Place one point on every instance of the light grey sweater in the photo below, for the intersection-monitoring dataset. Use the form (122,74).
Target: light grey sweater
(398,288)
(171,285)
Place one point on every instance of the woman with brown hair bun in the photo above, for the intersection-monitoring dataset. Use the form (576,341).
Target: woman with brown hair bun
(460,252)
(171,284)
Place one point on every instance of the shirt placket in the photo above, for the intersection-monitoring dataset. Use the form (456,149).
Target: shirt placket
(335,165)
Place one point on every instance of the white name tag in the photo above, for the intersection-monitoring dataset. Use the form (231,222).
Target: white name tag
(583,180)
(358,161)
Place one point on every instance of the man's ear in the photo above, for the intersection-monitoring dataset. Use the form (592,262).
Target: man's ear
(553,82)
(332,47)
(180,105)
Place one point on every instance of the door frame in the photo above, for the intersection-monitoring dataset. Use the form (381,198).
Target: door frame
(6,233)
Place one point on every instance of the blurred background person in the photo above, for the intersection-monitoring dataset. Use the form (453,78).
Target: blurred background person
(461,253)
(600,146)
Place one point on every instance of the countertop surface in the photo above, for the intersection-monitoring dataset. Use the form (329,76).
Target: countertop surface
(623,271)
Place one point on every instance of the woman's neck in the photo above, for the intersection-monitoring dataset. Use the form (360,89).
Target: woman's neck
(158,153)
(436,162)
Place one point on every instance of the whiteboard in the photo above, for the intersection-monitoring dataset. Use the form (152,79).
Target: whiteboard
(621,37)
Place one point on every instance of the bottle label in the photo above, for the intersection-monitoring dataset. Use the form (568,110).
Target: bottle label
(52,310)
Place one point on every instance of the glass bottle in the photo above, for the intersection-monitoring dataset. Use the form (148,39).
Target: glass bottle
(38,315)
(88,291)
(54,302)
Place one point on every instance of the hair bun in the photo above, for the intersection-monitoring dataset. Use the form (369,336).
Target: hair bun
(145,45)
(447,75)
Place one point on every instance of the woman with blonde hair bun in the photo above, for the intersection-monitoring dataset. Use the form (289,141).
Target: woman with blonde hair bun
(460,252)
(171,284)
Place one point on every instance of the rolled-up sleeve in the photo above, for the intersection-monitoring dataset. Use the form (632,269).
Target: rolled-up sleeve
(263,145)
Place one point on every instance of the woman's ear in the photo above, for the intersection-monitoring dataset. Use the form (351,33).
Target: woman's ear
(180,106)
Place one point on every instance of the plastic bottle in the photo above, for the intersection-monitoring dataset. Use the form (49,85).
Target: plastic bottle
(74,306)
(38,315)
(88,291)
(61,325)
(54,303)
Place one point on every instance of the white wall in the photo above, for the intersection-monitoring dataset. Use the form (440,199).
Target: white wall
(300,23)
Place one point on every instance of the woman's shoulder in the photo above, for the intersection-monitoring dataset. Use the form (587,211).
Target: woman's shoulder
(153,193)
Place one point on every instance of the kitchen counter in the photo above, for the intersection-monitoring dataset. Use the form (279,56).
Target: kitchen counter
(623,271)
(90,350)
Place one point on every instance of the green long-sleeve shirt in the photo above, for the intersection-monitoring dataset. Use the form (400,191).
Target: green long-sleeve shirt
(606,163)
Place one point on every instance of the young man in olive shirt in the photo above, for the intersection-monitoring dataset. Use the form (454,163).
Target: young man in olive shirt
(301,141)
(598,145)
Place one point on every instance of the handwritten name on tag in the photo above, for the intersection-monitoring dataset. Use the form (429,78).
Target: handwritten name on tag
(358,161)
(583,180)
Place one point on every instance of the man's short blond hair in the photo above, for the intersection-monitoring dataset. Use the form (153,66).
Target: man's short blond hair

==============================

• Work to complete
Print, unchanged, everything from the line of the data above containing "Place one point on every instance of the green" down to the final line of the data.

• Response
Place one point on every instance of the green long-sleeve shirt in the photo above, for the intersection-monitoring dataset. Use the form (400,191).
Target: green long-sleeve shirt
(606,163)
Place one point on every instance of the young man in olive shirt in the photo above, for the intersection-monitoring dataset. Use the form (454,163).
Target: young man in olive shirt
(301,141)
(598,145)
Place one point on every instance of the handwritten name on tag in the photo above, for the intersection-monitoring dataset. Use the form (429,78).
Target: handwritten name on tag
(358,161)
(583,180)
Place one point on every instance of the man's short blond hair in the photo above, for the intersection-monitoring dataset. Use the form (153,66).
Target: man's short blond hair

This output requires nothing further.